### PROBLEM
Return verbatim the items from the line containing "Where can you see the bald" through the line containing "column 229, row 471", including both of those lines.
____ INPUT
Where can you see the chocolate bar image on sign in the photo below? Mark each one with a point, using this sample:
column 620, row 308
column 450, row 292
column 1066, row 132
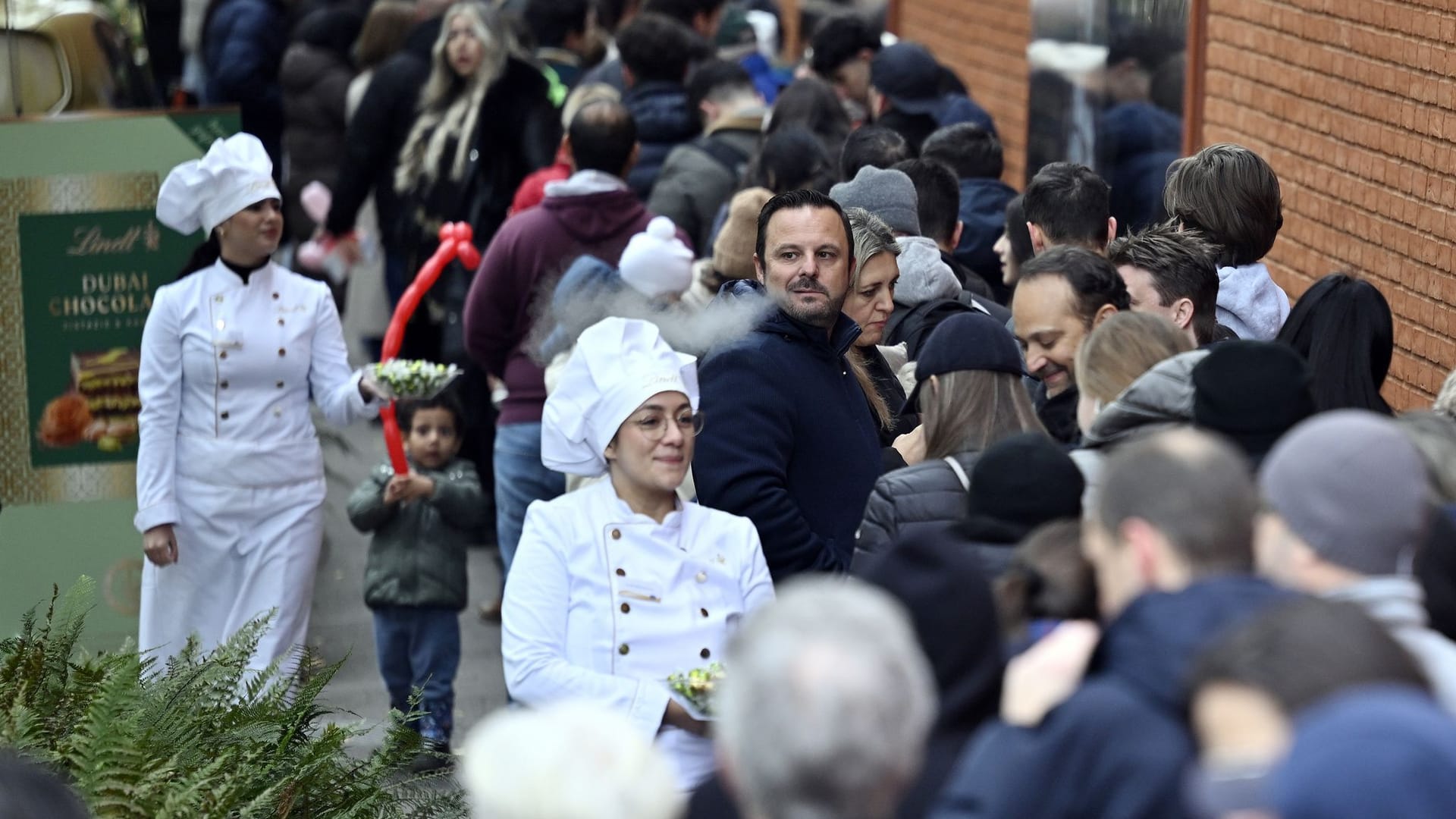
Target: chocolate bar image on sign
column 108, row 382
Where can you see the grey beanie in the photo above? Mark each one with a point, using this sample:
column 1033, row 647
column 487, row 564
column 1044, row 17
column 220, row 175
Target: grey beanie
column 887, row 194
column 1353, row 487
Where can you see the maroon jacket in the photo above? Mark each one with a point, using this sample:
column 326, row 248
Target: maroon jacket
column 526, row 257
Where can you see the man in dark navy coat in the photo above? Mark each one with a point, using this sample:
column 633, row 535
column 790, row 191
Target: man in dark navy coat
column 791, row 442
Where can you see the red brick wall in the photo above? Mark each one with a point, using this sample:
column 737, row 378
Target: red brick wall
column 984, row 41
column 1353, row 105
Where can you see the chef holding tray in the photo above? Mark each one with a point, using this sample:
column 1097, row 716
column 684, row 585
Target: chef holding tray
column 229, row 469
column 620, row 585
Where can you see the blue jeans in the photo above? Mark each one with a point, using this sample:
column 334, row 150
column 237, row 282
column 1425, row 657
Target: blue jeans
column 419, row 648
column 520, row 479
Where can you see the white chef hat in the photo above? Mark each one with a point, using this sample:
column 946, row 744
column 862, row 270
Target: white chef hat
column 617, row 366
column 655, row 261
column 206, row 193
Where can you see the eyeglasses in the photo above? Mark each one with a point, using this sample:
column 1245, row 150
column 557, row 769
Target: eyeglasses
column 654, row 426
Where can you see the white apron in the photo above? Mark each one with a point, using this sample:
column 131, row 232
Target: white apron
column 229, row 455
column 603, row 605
________
____ INPUT
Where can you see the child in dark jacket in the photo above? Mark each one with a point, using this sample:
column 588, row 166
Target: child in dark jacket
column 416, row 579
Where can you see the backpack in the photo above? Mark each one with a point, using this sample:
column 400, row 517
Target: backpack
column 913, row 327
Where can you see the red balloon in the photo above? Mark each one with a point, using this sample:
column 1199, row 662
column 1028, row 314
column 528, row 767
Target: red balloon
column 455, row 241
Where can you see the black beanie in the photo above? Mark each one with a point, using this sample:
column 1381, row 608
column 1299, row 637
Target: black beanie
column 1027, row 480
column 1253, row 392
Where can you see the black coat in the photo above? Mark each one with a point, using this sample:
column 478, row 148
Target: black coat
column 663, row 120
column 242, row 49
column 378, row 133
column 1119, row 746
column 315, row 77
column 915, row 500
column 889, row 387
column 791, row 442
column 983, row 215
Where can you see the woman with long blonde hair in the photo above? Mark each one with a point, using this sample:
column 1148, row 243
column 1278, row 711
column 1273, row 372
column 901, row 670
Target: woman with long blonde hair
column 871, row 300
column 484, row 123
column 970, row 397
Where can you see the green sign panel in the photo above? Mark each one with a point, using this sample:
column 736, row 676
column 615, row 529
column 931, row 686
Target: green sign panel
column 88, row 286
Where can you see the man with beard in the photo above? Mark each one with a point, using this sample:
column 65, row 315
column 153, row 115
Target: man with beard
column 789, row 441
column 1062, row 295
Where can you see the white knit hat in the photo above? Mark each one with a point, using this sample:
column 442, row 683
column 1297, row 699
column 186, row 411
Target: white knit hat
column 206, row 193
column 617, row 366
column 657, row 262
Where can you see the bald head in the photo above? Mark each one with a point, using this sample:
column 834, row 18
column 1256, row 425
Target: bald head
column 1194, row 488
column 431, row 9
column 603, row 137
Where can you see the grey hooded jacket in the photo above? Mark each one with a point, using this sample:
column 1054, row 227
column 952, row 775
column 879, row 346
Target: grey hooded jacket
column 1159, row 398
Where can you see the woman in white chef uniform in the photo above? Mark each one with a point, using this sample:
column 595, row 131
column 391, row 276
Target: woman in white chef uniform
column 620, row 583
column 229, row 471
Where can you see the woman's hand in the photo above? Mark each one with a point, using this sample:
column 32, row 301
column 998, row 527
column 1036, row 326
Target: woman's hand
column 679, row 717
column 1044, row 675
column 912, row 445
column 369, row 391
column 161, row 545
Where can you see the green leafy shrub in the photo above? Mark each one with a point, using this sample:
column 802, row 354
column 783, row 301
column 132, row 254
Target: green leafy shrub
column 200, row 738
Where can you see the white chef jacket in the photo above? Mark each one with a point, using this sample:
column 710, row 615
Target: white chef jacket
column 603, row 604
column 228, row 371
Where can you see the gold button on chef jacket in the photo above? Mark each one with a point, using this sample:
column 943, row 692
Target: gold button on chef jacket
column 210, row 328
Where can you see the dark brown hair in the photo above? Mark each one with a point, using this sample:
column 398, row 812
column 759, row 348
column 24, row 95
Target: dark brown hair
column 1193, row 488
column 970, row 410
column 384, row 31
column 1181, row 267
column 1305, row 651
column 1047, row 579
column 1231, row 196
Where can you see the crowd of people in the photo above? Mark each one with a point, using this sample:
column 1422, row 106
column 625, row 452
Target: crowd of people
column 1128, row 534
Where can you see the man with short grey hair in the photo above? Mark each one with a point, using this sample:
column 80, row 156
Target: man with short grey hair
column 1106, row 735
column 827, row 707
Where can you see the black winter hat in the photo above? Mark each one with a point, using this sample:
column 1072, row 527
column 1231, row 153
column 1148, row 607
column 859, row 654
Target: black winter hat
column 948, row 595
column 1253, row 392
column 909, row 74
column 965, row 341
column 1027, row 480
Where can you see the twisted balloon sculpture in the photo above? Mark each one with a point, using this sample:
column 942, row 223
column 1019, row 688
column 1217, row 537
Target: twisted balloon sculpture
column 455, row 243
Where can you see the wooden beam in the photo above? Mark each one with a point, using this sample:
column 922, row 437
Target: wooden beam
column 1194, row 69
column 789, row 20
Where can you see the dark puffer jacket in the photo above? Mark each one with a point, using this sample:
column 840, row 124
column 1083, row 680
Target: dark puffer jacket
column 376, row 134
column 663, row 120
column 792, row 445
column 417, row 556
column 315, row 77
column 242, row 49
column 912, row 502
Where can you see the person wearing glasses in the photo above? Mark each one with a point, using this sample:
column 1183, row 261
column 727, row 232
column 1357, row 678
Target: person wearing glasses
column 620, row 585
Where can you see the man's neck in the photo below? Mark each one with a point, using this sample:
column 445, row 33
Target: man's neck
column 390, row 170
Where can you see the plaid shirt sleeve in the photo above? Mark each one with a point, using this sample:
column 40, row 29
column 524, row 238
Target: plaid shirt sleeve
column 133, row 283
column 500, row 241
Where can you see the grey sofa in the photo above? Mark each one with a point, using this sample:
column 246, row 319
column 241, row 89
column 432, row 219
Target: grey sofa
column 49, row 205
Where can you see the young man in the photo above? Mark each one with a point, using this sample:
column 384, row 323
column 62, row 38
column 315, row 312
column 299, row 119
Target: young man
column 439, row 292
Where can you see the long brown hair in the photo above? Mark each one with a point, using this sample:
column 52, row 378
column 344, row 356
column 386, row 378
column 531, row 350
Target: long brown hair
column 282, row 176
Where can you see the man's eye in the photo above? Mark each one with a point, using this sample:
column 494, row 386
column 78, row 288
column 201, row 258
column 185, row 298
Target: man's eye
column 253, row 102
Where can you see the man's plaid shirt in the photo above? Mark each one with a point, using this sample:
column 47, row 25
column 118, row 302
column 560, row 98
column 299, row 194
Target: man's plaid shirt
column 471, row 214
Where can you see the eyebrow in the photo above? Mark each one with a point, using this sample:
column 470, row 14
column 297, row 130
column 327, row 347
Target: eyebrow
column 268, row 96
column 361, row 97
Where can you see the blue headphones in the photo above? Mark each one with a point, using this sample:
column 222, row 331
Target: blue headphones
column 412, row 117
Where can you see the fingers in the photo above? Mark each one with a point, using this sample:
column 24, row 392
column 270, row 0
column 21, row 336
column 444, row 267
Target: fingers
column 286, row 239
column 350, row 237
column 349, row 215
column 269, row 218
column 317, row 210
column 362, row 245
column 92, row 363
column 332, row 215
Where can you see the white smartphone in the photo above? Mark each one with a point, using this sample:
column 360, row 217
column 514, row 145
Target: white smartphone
________
____ INPUT
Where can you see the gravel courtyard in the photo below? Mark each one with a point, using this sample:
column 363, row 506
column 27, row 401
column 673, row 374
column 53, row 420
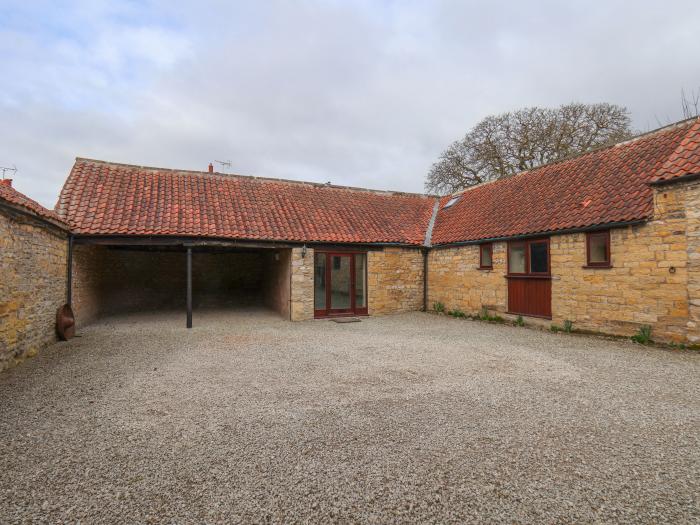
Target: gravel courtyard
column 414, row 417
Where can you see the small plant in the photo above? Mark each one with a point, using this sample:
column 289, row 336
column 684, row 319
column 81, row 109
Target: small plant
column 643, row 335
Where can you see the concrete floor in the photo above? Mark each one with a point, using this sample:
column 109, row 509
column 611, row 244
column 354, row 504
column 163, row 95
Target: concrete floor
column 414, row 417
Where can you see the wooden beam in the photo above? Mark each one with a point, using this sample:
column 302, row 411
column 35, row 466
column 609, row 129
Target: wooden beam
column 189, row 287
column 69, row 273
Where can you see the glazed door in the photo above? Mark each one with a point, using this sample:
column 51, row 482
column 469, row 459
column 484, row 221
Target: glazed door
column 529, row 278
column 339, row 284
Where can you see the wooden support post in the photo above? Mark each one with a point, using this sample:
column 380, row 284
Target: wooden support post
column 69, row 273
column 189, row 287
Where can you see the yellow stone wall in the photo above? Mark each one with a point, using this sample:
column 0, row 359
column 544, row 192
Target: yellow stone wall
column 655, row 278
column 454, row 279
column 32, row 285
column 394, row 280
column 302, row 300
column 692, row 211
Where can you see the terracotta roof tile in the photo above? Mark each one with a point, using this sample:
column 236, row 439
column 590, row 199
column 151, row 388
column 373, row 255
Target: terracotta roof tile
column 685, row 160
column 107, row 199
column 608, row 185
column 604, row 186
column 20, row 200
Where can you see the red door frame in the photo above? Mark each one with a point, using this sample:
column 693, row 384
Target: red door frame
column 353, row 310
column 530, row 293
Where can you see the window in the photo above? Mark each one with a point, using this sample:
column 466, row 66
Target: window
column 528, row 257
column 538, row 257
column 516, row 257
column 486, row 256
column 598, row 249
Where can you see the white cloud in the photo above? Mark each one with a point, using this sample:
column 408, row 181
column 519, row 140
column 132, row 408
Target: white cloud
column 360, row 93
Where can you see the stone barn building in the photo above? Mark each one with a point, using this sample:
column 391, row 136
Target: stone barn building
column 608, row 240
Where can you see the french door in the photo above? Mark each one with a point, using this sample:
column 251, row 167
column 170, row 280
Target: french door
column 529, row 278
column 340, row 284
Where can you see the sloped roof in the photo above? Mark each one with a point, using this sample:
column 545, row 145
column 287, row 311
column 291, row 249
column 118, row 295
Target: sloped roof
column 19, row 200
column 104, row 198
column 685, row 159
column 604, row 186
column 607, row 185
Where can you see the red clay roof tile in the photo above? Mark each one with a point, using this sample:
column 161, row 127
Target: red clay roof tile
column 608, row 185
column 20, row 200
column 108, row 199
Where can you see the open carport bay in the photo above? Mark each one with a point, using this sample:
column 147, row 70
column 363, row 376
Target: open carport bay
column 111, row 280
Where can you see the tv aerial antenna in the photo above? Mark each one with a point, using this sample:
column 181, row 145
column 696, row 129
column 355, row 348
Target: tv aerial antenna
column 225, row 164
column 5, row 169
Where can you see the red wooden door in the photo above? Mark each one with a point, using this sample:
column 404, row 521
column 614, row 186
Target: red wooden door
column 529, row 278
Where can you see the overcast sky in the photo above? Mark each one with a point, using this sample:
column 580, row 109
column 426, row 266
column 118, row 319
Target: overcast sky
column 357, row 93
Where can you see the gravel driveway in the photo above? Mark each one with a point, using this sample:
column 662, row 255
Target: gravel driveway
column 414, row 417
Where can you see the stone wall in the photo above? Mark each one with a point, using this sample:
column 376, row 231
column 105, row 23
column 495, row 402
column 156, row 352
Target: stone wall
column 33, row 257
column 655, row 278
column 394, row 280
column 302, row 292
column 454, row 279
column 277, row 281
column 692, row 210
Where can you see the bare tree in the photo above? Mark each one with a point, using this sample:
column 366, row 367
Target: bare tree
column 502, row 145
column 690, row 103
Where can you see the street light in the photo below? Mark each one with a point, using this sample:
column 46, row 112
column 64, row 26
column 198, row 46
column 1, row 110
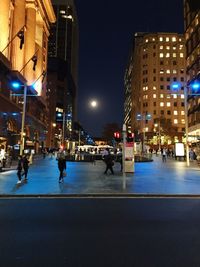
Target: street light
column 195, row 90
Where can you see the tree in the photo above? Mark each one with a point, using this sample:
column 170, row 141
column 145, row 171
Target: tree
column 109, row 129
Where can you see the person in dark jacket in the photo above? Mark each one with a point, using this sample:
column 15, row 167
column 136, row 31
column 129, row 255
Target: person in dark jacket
________
### EXPECTED ANSWER
Where can you see the bald head in the photo above? Mark each one with a point, using this sample:
column 834, row 18
column 1256, row 425
Target: bald head
column 1194, row 488
column 431, row 9
column 603, row 137
Where can you see the grey hooded jacket in the photo above? Mark each one with a point, using this sample:
column 1054, row 227
column 952, row 775
column 879, row 346
Target: grey hooded jacket
column 1159, row 398
Where can you see the woman in white chef uniform in the photo above? Mark each one with a point, using this sample:
column 595, row 131
column 391, row 276
Target: woman in white chef uniform
column 620, row 583
column 229, row 471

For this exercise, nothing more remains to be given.